BRIEF A:
Answer these questions about the Slurm drained-node runbook:
(i) Which command lists nodes in a down or drain state together with the reason string?
(ii) What likely cause does the runbook give for a node whose Reason is "Not responding / down*"?
(iii) What mismatch keeps a node drained, according to the paragraph that follows the commands for a down node?
BRIEF B:
Resume writing the Slurm drained-node runbook, starting after its last paragraph.

=== PASSAGE ===

Skip to content

Runbook - Slurm Node Drained / Down

Severity: Medium-High - a drained/down node removes GPU capacity from the fleet; jobs needing it pile up Pending (ReqNodeNotAvail / Resources). Sometimes intentional (maintenance), sometimes a health trigger - tell them apart before resuming. Applies to: Slurm GPU clusters. Drill exercised in the Lesson 2 simulation (fake-GRES Slurm lab, make phase3-drain).

Symptom

  • sinfo shows a node in drain, drained, draining, or down*.
  • GPU jobs stay Pending with ReqNodeNotAvail, or the fleet is short on capacity.

Triage order

1. Find which nodes, and why

sinfo -R                                          # nodes in a down/drain state + the REASON string
sinfo -N -l                                       # full node list with states
scontrol show node <node> | grep -E 'State|Reason|Gres|AllocTRES'

The Reason is the key signal. Distinguish:

Reason pattern Likely cause Action
lab drill, maintenance, an operator name/ticket intentional drain resume when the work is done (step 3)
Kill task failed, Prolog/Epilog error, Low RealMemory, gres count too low a health/config trigger fix the underlying issue first, then resume
Not responding / down* slurmd unreachable on the node check the node + slurmd before anything else (step 2)

2. If the node is down/Not responding

scontrol ping                                     # is slurmctld healthy?
# on the node: is slurmd up and can it reach the controller?
systemctl status slurmd
journalctl -u slurmd --since "30 min ago" | tail -30

A gres count mismatch (node advertises fewer GPUs than gres.conf declares) keeps a node drained - see device-plugin / GRES registration for the equivalent "node not advertising GPUs" triage.

=== RECORDED INFORMATION ===

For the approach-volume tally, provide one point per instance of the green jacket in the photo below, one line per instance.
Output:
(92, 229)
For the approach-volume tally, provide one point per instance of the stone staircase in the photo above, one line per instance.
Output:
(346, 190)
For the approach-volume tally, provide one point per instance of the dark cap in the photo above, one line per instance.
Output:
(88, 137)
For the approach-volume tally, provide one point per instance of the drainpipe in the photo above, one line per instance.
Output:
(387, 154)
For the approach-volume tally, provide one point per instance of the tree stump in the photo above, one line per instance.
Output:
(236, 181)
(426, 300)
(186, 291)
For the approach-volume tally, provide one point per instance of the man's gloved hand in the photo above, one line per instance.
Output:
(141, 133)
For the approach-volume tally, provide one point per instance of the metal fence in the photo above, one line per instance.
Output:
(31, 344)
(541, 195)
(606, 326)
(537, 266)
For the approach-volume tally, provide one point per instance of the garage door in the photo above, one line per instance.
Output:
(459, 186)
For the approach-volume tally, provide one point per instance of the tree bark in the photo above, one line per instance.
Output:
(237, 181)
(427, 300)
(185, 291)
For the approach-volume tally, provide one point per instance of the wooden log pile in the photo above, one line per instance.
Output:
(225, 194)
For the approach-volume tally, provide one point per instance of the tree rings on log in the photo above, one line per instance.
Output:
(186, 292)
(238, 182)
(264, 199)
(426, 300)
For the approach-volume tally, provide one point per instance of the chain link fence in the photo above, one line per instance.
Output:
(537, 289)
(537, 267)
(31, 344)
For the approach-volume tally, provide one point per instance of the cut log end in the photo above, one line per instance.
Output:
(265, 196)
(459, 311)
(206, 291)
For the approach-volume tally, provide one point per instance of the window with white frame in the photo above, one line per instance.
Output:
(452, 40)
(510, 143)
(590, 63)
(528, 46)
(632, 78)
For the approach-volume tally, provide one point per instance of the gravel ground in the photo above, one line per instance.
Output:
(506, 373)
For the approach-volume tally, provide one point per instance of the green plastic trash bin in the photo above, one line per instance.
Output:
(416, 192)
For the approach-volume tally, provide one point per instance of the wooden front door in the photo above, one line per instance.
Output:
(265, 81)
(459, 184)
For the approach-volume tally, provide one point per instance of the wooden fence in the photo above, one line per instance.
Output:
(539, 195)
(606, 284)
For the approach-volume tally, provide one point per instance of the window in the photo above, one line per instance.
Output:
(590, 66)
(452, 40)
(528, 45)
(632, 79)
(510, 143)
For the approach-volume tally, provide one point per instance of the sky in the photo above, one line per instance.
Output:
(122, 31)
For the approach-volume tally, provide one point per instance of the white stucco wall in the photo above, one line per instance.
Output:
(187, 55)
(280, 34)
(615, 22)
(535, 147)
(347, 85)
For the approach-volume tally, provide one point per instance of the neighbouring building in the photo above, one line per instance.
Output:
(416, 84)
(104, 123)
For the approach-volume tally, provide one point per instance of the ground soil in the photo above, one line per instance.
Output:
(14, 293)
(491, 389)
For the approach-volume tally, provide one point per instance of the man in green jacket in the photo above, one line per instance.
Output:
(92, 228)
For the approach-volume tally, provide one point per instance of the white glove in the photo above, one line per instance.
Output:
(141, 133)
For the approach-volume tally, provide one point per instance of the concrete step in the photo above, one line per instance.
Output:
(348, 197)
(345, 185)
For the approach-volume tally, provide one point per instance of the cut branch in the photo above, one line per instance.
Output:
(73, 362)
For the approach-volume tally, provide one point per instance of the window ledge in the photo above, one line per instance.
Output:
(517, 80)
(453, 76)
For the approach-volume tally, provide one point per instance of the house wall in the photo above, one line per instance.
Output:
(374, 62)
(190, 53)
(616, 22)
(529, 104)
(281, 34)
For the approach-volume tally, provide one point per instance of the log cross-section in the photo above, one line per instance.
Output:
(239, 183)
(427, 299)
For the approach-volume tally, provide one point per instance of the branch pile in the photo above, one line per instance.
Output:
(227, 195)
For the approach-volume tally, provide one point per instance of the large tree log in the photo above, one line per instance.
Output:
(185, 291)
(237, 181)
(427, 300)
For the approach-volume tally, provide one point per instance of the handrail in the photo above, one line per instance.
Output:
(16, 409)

===

RESPONSE A:
(i) sinfo -R
(ii) slurmd is unreachable on the node.
(iii) A gres count mismatch, where the node advertises fewer GPUs than gres.conf declares.

RESPONSE B:
3. Resume the node (only once it's actually healthy)

scontrol update nodename=<node> state=resume
sinfo -N -l | grep <node>                         # → idle/mixed, REASON cleared

To take a node out for maintenance the same way the drill does:

scontrol update nodename=<node> state=drain reason="maintenance: <ticket>"

drain lets running jobs finish but accepts no new ones; resume returns it to service.

Resolution verification

sinfo -R                          # → empty (no drained/down nodes), or only the ones you intend
squeue -l                         # jobs that were ReqNodeNotAvail now schedule

Prevention

  • Always set a meaningful reason= when draining, so the next operator can tell intentional from health-triggered at a glance.
  • Alert on unexpected drains (a Reason that isn't a known maintenance string).
  • Track drained-node count as lost GPU capacity; reconcile gres.conf with real device inventory so health drains aren't config drift.

Drill in this lab

Lesson 2 make phase3-drain drains a compute node, shows work routing to the other node, then resumes it - run this runbook alongside it to practice the drain → diagnose → resume loop.